───── Given information ─────
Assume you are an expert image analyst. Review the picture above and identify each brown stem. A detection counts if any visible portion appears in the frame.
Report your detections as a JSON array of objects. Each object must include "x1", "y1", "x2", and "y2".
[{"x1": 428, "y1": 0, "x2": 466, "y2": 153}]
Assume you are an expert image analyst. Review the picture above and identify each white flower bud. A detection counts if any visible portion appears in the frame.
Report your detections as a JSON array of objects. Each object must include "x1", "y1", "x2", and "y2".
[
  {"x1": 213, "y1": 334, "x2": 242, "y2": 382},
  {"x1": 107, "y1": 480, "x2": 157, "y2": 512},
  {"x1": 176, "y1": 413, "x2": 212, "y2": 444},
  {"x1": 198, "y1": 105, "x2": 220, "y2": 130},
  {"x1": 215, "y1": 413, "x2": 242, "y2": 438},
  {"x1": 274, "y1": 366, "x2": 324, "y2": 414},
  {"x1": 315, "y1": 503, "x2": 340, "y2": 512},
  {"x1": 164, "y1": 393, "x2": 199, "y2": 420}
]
─────
Present the lines above as a Markdown table with the columns Row and Line, numbering each row and omitting any blank lines.

| Row | Line |
|---|---|
| 1 | Assume you are an expert image analyst. Review the picture above and identify each brown stem. A detection counts if any visible portion appears in the frame. |
| 2 | Report your detections as a JSON array of objects. Each object must include "x1", "y1", "x2", and "y2". |
| 3 | [{"x1": 428, "y1": 0, "x2": 466, "y2": 153}] |
| 4 | Assume you are an expert image analyst. Review the picture above and identify each white flower bud. A detection counts if any visible portion appears in the frame. |
| 5 | Report your detections as a JSON array of objects. Each object must include "x1", "y1", "x2", and "y2". |
| 6 | [ |
| 7 |   {"x1": 213, "y1": 334, "x2": 242, "y2": 382}, |
| 8 |   {"x1": 107, "y1": 480, "x2": 157, "y2": 512}, |
| 9 |   {"x1": 176, "y1": 413, "x2": 212, "y2": 444}, |
| 10 |   {"x1": 198, "y1": 105, "x2": 220, "y2": 130}, |
| 11 |   {"x1": 215, "y1": 413, "x2": 242, "y2": 438}, |
| 12 |   {"x1": 274, "y1": 366, "x2": 324, "y2": 414}, |
| 13 |   {"x1": 315, "y1": 503, "x2": 340, "y2": 512}, |
| 14 |   {"x1": 164, "y1": 393, "x2": 199, "y2": 420} |
| 15 | ] |